◆ **Vorliegendes Material**

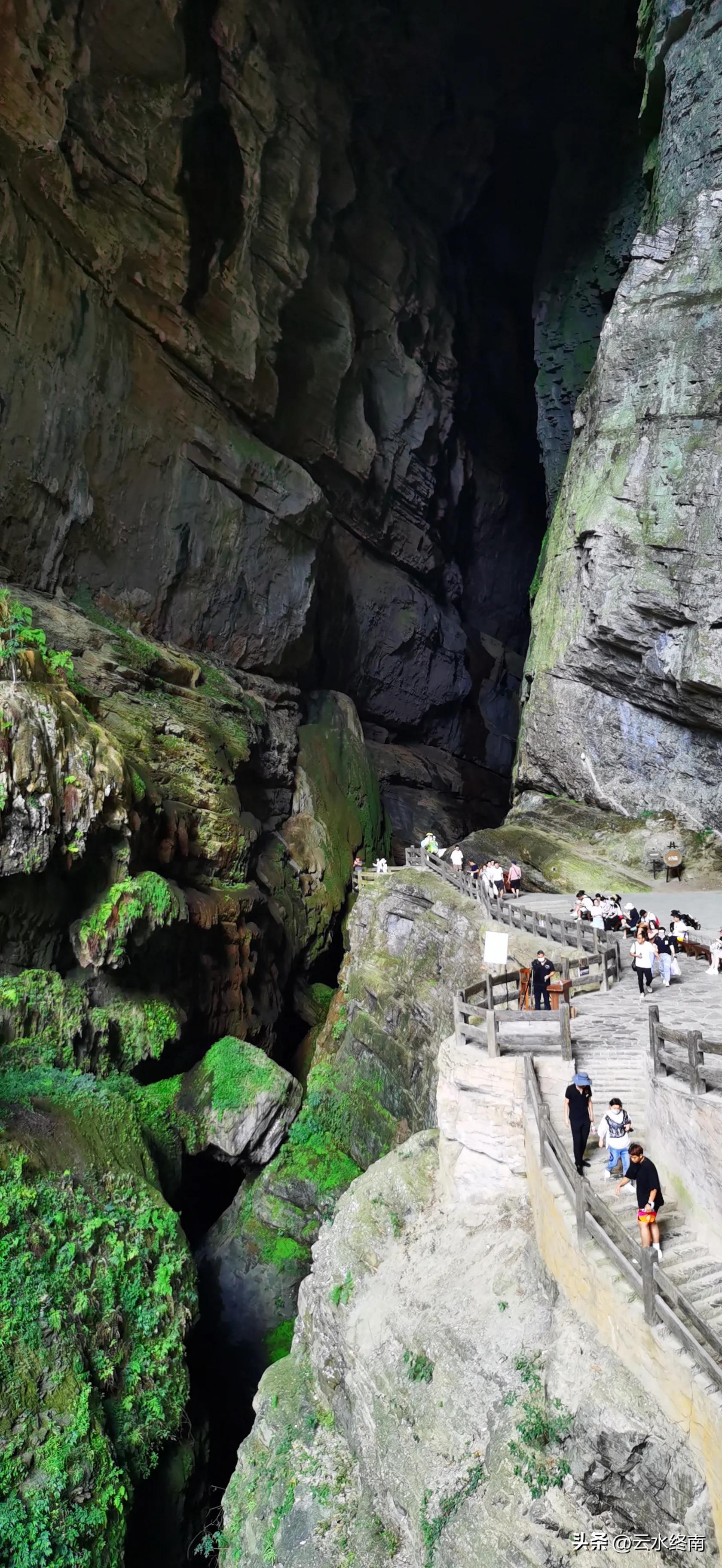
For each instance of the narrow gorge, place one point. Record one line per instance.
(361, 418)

--

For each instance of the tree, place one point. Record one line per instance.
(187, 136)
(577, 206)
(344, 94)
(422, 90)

◆ **Deine Aufgabe**
Wähle aus dem Material jede Zeile aus, in der das Wort „Record“ vorkommt. Achte dabei auf Groß- und Kleinschreibung.

◆ **Richtige Antwort**
For each instance of the narrow gorge, place one point. Record one line per instance.
For each instance of the tree, place one point. Record one line per instance.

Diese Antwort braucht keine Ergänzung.